- OBJECTIVE
Retype the passage of the press release on the journalism chair between "As holder of" and "writer and editor.", inclusive, word for word.
## Begin DOCUMENT TEXT
FOR IMMEDIATE RELEASE
Aug. 30, 2004
Contact: Anika Mitchell Perkins
(662) 329-7124

Columbus native named MUW Harriet Stark Gibbons Chair in Journalism
  
COLUMBUS, Miss. – After a national search, Columbus native Margaret Mary Henry has joined Mississippi University for Women this fall as the holder of the Harriet Stark Gibbons Chair in Journalism.
   
As holder of the Gibbons Chair, Henry will provide leadership to MUW’s next generation of journalists and establish the reputation of the division of communication throughout the state and the surrounding region.
   
“Although my years as an editor involved many elements of teaching, this is really a new career for me, and I feel exhilarated--like an arrow being shot out of a bow--and my target is to equip students to work in the media as ethical, competent professionals (who meet the deadline!). The Gibbons Chair came open just at the time that I wanted to come back south. I consider this more than a happy coincidence. I feel that I was meant to do this,” she said.
   
Henry, who is fluent in Russian, has 24 years of experience as a translator, writer and editor.
## End DOCUMENT TEXT
## Begin DATA SEGMENT
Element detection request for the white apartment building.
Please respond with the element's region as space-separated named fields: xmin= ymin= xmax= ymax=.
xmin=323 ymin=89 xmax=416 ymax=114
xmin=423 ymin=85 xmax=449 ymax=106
## End DATA SEGMENT
- ANSWER TO THE PROBLEM
As holder of the Gibbons Chair, Henry will provide leadership to MUW’s next generation of journalists and establish the reputation of the division of communication throughout the state and the surrounding region.
   
“Although my years as an editor involved many elements of teaching, this is really a new career for me, and I feel exhilarated--like an arrow being shot out of a bow--and my target is to equip students to work in the media as ethical, competent professionals (who meet the deadline!). The Gibbons Chair came open just at the time that I wanted to come back south. I consider this more than a happy coincidence. I feel that I was meant to do this,” she said.
   
Henry, who is fluent in Russian, has 24 years of experience as a translator, writer and editor.